--- Text passage ---
=====

Once upon a time, some people developed a new technology for freely communicating with people around the world. While initially the purview of techies and hobbyists, it didn’t take long for commercial interests to notice the insanely popular new medium and rapidly move to displace the amateur stuff with professional content. But these companies had a problem. For years, people had gotten used to the idea that if you paid for the equipment to access the content, you could receive the content for free. No one wanted to pay for this new, high quality (and expensive to make) content. How could private enterprise possibly make money (other than selling equipment) in a market where people insisted on getting new content every day — heck, every minute! — for free?

 

Finally, a young techie turned entrepreneur came up with a crazy idea. Advertising! This fellow realized that if he could attract a big enough audience, he could get people to pay him so much for advertising it would more than cover the cost of creating the content. Heck, he even seeded the business by paying people to take his content, just so he could sell more advertising. Everyone thought he was crazy. What? Give away content for free? How the heck can you make money giving it away for free? From advertising? Ha! Crazy kids with their whacky technology. But over the course of a decade, this young genius built one of the most lucrative and influential industries in the history of the world.

 

I am talking, of course, about William Paley, who invented the CBS broadcast network and figured out how to make radio broadcasting an extremely profitable business. Not only did Paley prove that you could make a very nice living giving away content supported by advertising, he also demonstrated that you didn’t need to know anything about your audience beyond the most basic raw numbers and aggregate information to do it. For the first 80 or so years of its existence, broadcast advertising depended on extrapolated guesses about total aggregate viewing audience and only the most general information about the demographics of viewership. Until the recent development of real-time information collection via set-top boxes, broadcast advertising (and cable advertising) depended on survey sampling and such broad categories as “18-25 year old males” to sell targeted advertising — and made a fortune while doing it.

=====

--- Dataset rows showing where objects appear ---
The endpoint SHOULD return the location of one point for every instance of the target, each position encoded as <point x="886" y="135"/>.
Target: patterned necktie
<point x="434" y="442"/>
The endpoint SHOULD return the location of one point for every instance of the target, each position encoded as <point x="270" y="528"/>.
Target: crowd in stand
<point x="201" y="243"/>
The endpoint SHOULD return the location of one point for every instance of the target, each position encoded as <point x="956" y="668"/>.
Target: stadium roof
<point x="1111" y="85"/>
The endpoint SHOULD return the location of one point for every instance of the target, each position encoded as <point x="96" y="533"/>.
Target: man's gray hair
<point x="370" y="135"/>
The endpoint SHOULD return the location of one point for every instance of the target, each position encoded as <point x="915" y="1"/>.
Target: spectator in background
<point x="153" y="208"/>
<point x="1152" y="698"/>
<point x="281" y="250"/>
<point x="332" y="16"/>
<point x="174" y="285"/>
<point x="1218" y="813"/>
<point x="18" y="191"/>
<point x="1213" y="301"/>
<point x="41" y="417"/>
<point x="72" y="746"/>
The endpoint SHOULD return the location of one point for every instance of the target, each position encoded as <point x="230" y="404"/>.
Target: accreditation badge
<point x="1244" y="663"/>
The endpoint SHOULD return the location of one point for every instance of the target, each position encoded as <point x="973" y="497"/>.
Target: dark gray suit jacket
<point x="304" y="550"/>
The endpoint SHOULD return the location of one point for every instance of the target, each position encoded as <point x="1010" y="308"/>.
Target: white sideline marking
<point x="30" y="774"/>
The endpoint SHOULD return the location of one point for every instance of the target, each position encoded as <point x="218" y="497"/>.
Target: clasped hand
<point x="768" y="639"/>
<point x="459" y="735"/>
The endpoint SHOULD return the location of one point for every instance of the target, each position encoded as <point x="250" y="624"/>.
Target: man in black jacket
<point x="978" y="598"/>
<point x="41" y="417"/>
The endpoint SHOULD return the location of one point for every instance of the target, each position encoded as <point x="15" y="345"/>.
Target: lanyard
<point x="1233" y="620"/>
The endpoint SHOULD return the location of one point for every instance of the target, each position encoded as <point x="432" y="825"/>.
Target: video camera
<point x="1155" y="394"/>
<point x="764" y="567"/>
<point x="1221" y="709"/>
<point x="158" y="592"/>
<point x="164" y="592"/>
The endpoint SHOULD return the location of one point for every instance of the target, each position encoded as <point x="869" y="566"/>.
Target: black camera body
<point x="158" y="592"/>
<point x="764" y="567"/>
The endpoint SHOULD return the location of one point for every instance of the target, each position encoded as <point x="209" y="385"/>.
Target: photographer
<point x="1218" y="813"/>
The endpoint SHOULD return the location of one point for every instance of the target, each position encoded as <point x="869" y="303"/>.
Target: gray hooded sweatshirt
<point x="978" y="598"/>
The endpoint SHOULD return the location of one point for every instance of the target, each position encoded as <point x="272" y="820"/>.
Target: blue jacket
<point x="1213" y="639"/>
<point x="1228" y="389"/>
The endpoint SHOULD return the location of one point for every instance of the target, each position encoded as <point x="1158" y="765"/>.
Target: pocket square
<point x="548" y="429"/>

=====

--- Set tasks ---
**1.** Pick out every line of the listing that contains the string "jacket", treating uppercase and lowercase letters as different.
**2.** Continue the passage about William Paley and broadcast advertising, starting after its last sentence.
The listing is unrelated to the passage about broadcast advertising.

--- Final answers ---
**1.**
Target: dark gray suit jacket
Target: man in black jacket
Target: blue jacket

**2.**
We should remember this history when evaluating claims by Facebook and others that any changes to enhance user privacy will bring the digital world crashing down on us and force everyone to start paying for content. Setting aside that some people might actually like the option of paying for services in exchange for enhanced privacy protection (I will deal with why this doesn’t happen on its own in a separate blog post), history tells us that advertising can support free content just fine without needing to know every detail of our lives to serve us unique ads tailored to an algorithms best guess about our likes and dislikes based on multi-year, detailed surveillance of our every eye-muscle twitch. Despite the unfortunate tendency of social media to drive toward the most extreme arguments even at the best of times, “privacy regulation” is hardly an all or nothing proposition. We have a lot of room to address the truly awful problems with data collection and storage of personal information before we start significantly eating into the potential revenue of Facebook and other advertising supported media.

 

Mind you, I’m not promising that solid and effective privacy regulation would have no impact on the future revenue earning power of advertising. Sometimes, and again I recognize this will sound like heresy to a bunch of folks, we find that the overall public interest actually requires that we impose limits on profit making activities to protect people. But again, and as I find myself explaining every time we debate possible regulation in any context, we don’t face some Manichean choice between libertarian utopia and a blasted regulatory Hellscape where no business may offer a service without filling out 20 forms in triplicate. We have a lot of ways we can strike a reasonable balance that provides users with real, honest-to-God enforceable personal privacy, while keeping the advertising-supported digital economy profitable enough to thrive. My Public Knowledge colleague Allie Bohm has some concrete suggestions in this blog post here. I explore some broader possible theoretical dimensions of this balance below . . . .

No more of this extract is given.